Soy fiel lectora de Byung-Chul Han, filósofo, ensayista y profesor en la Universidad de las Artes de Berlín. Lo cito con frecuencia porque con todos sus libros he pasado un buen rato. No lo digo en tono irreverente, muy al contrario, el filósofo surcoreano me parece un genio de la comunicación y un potente reclamo filosófico. Antes de alcanzar el estrellato era un autor de culto, pero desde que se ha convertido en el filósofo de moda, vende best seller como churros y sus clases magistrales están al alcance de cualquiera, ya no es lo mismo. Ahora tiene que lidiar con una minoría de intelectuales exquisitos que, para marcar la diferencia, se han puesto en su contra; le imputan que se repite, se contradice y se apropia de teorías ajenas con absoluto descaro, sobre todo, con sus últimos libros se ha vuelto un provocador que defiende verdades ambiguas. Apliquemos, una vez más, eso de que el clavo que sobresale se lleva un martillazo; el que siempre suelen propinar los elitistas más excluyentes. No obstante, por más que se empeñen, no es fácil desacreditarlo porque Han, de momento, es un triunfador internacional muy consolidado.
Tras el preámbulo y a propósito de la lectura de Vida contemplativa, su libro más reciente, hay quien se pregunta si abandonar la hiperactividad y la autoexplotación, como propone el autor, puede ser un modo eficaz de domar el capitalismo. De algún modo, es el mantra que sobrevuela toda la obra de Han: ya que parece imposible acabar con el sistema, al menos habrá que humanizarlo, civilizarlo y aplacarlo. El neoliberalismo ha evolucionado hacia una política inteligente que busca agradar en lugar de someter. El que fracasa se culpa a sí mismo y no a la sociedad. Antes era el amo quien explotaba a los trabajadores de forma brutal, lo que provocaba protestas y resistencias. Ahora el sistema ya no es represor, sino seductor; nos ha convencido de que debemos explotarnos de forma voluntaria para lograr el éxito y hacernos creer que nos estamos realizando.
El capitalismo impone una forma de vida consumista en la que las necesidades deben ser satisfechas de inmediato. Vamos corriendo a todas partes. Carecemos de la calma contemplativa. No tenemos paciencia para esperar que algo madure lentamente. El tiempo se ha convertido en una mercancía de lujo. Imaginemos qué sucedería con la inactividad que promueve la vida contemplativa. Byung-Chul Han lo compara con el Sabbat, el día de descanso semanal de los judíos, cuya religión celebra dicha fiesta con rituales placenteros, prohíbe cualquier clase de trabajo, obliga al reposo y a suspender cualquier clase de negocio o actividad económica. El capitalismo, por el contrario, explota el tiempo de descanso y lo convierte en un ocio productivo al que también saca rendimiento. De ahí su elogio de la ociosidad y su diseño de una nueva forma de vida que incluye momentos contemplativos para frenar nuestra propia explotación.

* * * * *

Tareas a realizar
(A) Imprime, del fragmento sobre Byung-Chul Han, todo lo que va desde "Tras el preámbulo" hasta "nos estamos realizando.".
(B) Pasa al inglés esta oración del fragmento sobre Byung-Chul Han: "El neoliberalismo ha evolucionado hacia una política inteligente que busca agradar en lugar de someter."
(C) Según el fragmento sobre Byung-Chul Han, ¿con qué compara el filósofo la inactividad que promueve la vida contemplativa?
Las líneas no tienen nada que ver con esto.

* * * * *

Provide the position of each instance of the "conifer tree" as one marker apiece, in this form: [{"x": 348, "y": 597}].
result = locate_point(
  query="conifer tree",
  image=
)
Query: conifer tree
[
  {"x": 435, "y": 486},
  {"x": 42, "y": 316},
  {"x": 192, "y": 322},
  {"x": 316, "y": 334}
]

* * * * *

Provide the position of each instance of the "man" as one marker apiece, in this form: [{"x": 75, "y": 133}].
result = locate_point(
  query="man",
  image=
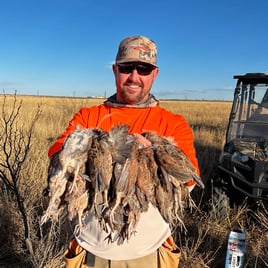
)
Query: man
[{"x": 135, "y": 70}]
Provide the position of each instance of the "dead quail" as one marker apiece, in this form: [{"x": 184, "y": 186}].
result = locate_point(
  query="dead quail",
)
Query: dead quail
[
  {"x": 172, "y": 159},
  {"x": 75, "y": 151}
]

* * * * *

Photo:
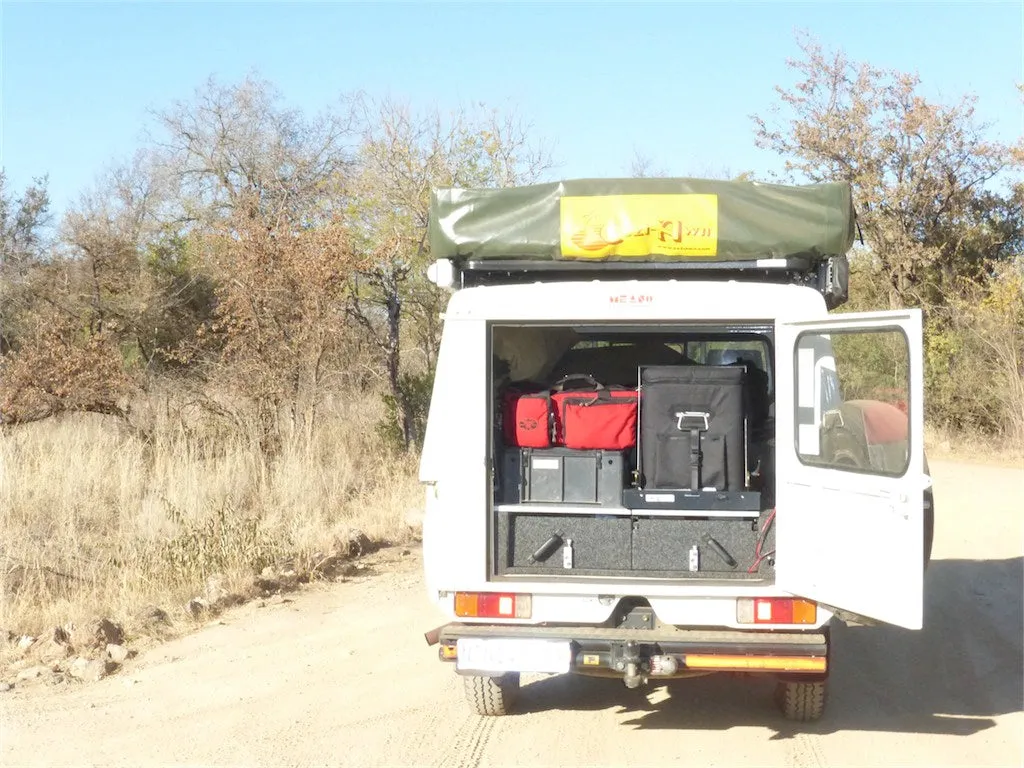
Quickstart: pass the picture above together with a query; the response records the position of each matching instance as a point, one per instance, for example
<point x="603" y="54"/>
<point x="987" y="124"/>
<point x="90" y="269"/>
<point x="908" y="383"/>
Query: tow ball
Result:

* * * * *

Resultados por tarea
(A)
Tras el preámbulo y a propósito de la lectura de Vida contemplativa, su libro más reciente, hay quien se pregunta si abandonar la hiperactividad y la autoexplotación, como propone el autor, puede ser un modo eficaz de domar el capitalismo. De algún modo, es el mantra que sobrevuela toda la obra de Han: ya que parece imposible acabar con el sistema, al menos habrá que humanizarlo, civilizarlo y aplacarlo. El neoliberalismo ha evolucionado hacia una política inteligente que busca agradar en lugar de someter. El que fracasa se culpa a sí mismo y no a la sociedad. Antes era el amo quien explotaba a los trabajadores de forma brutal, lo que provocaba protestas y resistencias. Ahora el sistema ya no es represor, sino seductor; nos ha convencido de que debemos explotarnos de forma voluntaria para lograr el éxito y hacernos creer que nos estamos realizando.

(B) Neoliberalism has evolved into a clever politics that seeks to please rather than to subjugate.

(C) Con el Sabbat, el día de descanso semanal de los judíos.